>> start
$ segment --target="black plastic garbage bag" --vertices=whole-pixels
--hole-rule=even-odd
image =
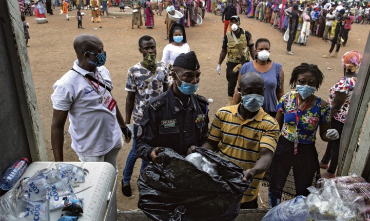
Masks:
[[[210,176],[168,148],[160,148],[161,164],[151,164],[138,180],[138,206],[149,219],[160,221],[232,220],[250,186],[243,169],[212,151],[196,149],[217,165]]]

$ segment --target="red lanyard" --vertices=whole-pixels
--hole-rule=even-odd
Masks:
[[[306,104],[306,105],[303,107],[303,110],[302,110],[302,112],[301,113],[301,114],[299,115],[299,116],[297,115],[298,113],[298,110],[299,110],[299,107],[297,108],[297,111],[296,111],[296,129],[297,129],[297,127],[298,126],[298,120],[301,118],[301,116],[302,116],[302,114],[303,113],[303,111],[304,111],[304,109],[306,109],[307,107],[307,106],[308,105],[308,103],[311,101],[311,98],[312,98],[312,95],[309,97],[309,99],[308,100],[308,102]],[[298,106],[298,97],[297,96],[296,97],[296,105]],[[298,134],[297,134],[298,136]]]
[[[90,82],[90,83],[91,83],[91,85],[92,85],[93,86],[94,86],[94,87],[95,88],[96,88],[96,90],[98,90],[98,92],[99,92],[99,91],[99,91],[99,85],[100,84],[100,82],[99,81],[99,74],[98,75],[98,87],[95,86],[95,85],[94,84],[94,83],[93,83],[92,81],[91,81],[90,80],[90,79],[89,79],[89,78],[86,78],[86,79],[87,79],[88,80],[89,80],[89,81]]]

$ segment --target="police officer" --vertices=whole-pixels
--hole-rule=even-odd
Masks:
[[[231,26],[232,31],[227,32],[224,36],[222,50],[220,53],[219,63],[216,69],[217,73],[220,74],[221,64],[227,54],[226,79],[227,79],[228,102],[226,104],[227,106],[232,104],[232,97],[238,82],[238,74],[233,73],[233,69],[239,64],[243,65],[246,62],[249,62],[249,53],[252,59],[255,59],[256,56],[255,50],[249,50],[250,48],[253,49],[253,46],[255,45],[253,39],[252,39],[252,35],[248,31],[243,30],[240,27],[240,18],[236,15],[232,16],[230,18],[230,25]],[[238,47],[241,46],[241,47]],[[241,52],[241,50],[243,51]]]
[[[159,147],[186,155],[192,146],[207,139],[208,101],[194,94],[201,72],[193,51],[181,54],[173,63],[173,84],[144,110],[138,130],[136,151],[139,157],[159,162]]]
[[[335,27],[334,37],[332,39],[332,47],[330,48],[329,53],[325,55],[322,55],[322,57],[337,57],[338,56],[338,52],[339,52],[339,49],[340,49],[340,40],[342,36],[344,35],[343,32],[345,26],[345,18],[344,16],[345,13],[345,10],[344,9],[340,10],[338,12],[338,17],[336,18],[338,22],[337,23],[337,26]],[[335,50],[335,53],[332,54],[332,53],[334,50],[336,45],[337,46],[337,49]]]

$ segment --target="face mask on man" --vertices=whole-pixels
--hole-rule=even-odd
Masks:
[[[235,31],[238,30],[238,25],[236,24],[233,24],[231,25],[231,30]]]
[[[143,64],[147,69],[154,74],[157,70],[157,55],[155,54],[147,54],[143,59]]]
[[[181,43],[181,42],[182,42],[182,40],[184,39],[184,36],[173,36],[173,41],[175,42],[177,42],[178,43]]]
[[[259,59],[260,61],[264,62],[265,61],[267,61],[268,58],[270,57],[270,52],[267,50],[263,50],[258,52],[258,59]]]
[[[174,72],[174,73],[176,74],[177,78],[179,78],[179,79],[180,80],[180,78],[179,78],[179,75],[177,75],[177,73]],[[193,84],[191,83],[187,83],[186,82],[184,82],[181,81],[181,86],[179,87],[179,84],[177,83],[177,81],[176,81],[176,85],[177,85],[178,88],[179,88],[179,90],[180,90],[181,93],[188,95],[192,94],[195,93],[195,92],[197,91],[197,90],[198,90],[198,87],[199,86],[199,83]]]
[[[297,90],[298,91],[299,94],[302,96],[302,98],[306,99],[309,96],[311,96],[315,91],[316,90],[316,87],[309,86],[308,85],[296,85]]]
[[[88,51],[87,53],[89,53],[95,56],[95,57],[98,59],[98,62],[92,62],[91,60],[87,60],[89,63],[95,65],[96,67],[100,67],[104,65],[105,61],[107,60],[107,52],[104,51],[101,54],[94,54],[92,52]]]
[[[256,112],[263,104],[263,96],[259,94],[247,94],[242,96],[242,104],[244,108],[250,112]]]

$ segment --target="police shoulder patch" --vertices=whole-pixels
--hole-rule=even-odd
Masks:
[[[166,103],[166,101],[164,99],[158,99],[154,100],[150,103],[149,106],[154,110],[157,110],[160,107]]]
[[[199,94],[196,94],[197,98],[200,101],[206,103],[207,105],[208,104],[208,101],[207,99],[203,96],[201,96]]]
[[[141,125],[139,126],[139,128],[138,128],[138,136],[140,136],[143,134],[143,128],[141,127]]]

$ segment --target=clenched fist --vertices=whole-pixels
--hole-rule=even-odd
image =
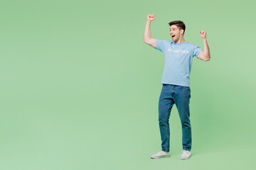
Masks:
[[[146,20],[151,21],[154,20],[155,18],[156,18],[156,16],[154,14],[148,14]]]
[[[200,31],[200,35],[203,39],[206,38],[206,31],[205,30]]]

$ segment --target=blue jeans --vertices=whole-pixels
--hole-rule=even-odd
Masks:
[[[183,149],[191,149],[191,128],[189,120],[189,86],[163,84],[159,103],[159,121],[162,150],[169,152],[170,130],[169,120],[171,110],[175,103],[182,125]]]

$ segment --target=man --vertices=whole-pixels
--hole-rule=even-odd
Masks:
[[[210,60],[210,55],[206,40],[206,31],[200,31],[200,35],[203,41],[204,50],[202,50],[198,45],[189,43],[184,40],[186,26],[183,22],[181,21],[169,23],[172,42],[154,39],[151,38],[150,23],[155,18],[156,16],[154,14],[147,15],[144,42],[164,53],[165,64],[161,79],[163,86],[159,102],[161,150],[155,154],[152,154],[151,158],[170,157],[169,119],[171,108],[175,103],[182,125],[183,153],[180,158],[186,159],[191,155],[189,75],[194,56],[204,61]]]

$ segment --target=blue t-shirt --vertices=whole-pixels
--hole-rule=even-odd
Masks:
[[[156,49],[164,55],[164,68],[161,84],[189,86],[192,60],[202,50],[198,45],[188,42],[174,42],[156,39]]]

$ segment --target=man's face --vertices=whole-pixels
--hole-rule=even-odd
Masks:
>> end
** EXERCISE REQUIREMENTS **
Each entry must be retyped word for word, with every image omitted.

** SOLUTION TO THE EXERCISE **
$ segment --target="black plastic garbage bag" --vertices=whole-pixels
--hole-rule=even-odd
image =
Masks:
[[[210,176],[168,148],[160,148],[161,164],[151,164],[138,180],[138,206],[149,219],[160,221],[232,220],[250,186],[243,169],[212,151],[196,149],[217,165]]]

$ segment --target="red lanyard" --vertices=whole-pixels
--hole-rule=even-odd
Masks:
[[[306,104],[306,105],[303,107],[303,110],[302,110],[302,112],[301,113],[301,114],[299,115],[299,116],[297,115],[298,113],[298,110],[299,110],[299,107],[297,108],[297,111],[296,111],[296,129],[297,129],[297,127],[298,126],[298,120],[301,118],[301,116],[302,116],[302,114],[303,113],[303,111],[304,111],[304,109],[306,109],[307,107],[307,106],[308,105],[308,103],[311,101],[311,98],[312,98],[312,95],[309,97],[309,99],[308,100],[308,102]],[[298,106],[298,97],[297,96],[296,97],[296,105]],[[298,134],[297,134],[298,136]]]
[[[90,82],[90,83],[91,83],[91,85],[92,85],[93,86],[94,86],[94,87],[95,88],[96,88],[96,90],[98,90],[98,92],[99,92],[99,91],[99,91],[99,85],[100,84],[100,82],[99,81],[99,74],[98,75],[98,87],[95,86],[95,85],[94,84],[94,83],[93,83],[92,81],[91,81],[90,80],[90,79],[89,79],[89,78],[86,78],[86,79],[87,79],[88,80],[89,80],[89,81]]]

$ segment --target="police officer" --vertices=whole-pixels
--hole-rule=even-odd
Masks:
[[[231,26],[232,31],[227,32],[224,36],[222,50],[220,53],[219,63],[216,69],[217,73],[220,74],[221,64],[227,54],[226,79],[227,79],[228,102],[226,104],[227,106],[232,104],[232,97],[238,82],[238,74],[233,73],[233,69],[239,64],[243,65],[246,62],[249,62],[249,53],[252,59],[255,59],[256,56],[255,50],[249,50],[250,48],[253,49],[253,46],[255,45],[253,39],[252,39],[252,35],[248,31],[243,30],[240,27],[240,18],[236,15],[232,16],[230,18],[230,25]],[[238,47],[241,46],[241,47]],[[241,52],[241,50],[243,51]]]
[[[159,147],[186,155],[192,146],[207,139],[208,101],[194,94],[201,72],[193,51],[181,54],[173,63],[173,84],[144,110],[138,130],[136,151],[139,157],[159,162]]]
[[[335,27],[334,37],[332,39],[332,47],[330,48],[329,53],[325,55],[322,55],[322,57],[337,57],[338,56],[338,52],[339,52],[339,49],[340,49],[340,40],[342,36],[344,35],[343,32],[345,26],[345,18],[344,16],[345,13],[345,10],[344,9],[340,10],[338,12],[338,17],[336,18],[338,22],[337,23],[337,26]],[[335,50],[335,53],[332,54],[332,53],[334,50],[336,45],[337,46],[337,49]]]

$ segment --target="face mask on man" --vertices=whole-pixels
--hole-rule=even-odd
Masks:
[[[235,31],[238,30],[238,25],[236,24],[233,24],[231,25],[231,30]]]
[[[143,64],[147,69],[154,74],[157,70],[157,55],[155,54],[147,54],[143,59]]]
[[[181,43],[181,42],[182,42],[182,40],[184,39],[184,36],[173,36],[173,41],[175,42],[177,42],[178,43]]]
[[[259,59],[260,61],[264,62],[265,61],[267,61],[268,58],[270,57],[270,52],[267,50],[263,50],[258,52],[258,59]]]
[[[174,72],[174,73],[176,74],[177,78],[179,78],[179,79],[180,80],[180,78],[179,78],[179,75],[177,75],[177,73]],[[193,84],[191,83],[187,83],[186,82],[184,82],[181,81],[181,86],[179,87],[179,84],[177,83],[177,81],[176,81],[176,85],[177,85],[178,88],[179,88],[179,90],[180,90],[181,93],[188,95],[192,94],[195,93],[195,92],[197,91],[197,90],[198,90],[198,87],[199,86],[199,83]]]
[[[297,90],[298,91],[299,94],[302,96],[302,98],[306,99],[309,96],[311,96],[315,91],[316,90],[316,87],[309,86],[308,85],[296,85]]]
[[[88,51],[87,53],[89,53],[95,56],[95,57],[98,59],[98,62],[92,62],[91,60],[87,60],[89,63],[95,65],[96,67],[100,67],[104,65],[105,61],[107,60],[107,52],[104,51],[101,54],[94,54],[92,52]]]
[[[256,112],[263,104],[263,96],[259,94],[247,94],[242,96],[242,104],[244,108],[250,112]]]

$ segment --target="police shoulder patch" --vertices=whole-pixels
--hole-rule=even-odd
Masks:
[[[166,103],[166,101],[164,99],[158,99],[154,100],[150,103],[149,106],[154,110],[157,110],[160,107]]]
[[[199,94],[196,94],[197,98],[200,101],[206,103],[207,105],[208,104],[208,101],[207,99],[203,96],[201,96]]]
[[[141,125],[139,126],[139,128],[138,128],[138,136],[140,136],[143,134],[143,128],[141,127]]]

$ segment --target=clenched fist --vertices=whole-pixels
--hole-rule=even-odd
image =
Masks:
[[[146,20],[151,21],[154,20],[155,18],[156,18],[156,16],[154,14],[148,14]]]
[[[200,31],[200,35],[203,39],[206,38],[206,31],[205,30]]]

$ segment --target=blue jeans --vertices=whole-pixels
--hole-rule=even-odd
Masks:
[[[183,149],[191,149],[191,128],[189,120],[189,86],[163,84],[159,103],[159,121],[162,150],[169,152],[170,130],[169,120],[171,110],[175,103],[182,125]]]

$ segment --target=man --vertices=whole-pixels
--hole-rule=even-odd
Masks:
[[[210,60],[210,55],[206,40],[206,31],[200,31],[200,35],[203,41],[204,50],[202,50],[198,45],[189,43],[184,40],[186,26],[183,22],[181,21],[169,23],[172,42],[154,39],[151,38],[150,23],[155,18],[156,16],[154,14],[147,15],[144,42],[164,53],[165,64],[161,79],[163,86],[159,102],[161,150],[155,154],[152,154],[151,158],[170,157],[169,119],[171,108],[175,103],[182,125],[183,153],[180,158],[186,159],[191,155],[189,75],[194,56],[204,61]]]

$ segment --target=blue t-shirt --vertices=whole-pixels
--hole-rule=even-odd
Masks:
[[[156,49],[164,55],[164,68],[161,84],[189,86],[192,60],[202,50],[198,45],[188,42],[174,42],[156,39]]]

$ segment --target=man's face --vertices=whole-pixels
--hole-rule=even-odd
Masks:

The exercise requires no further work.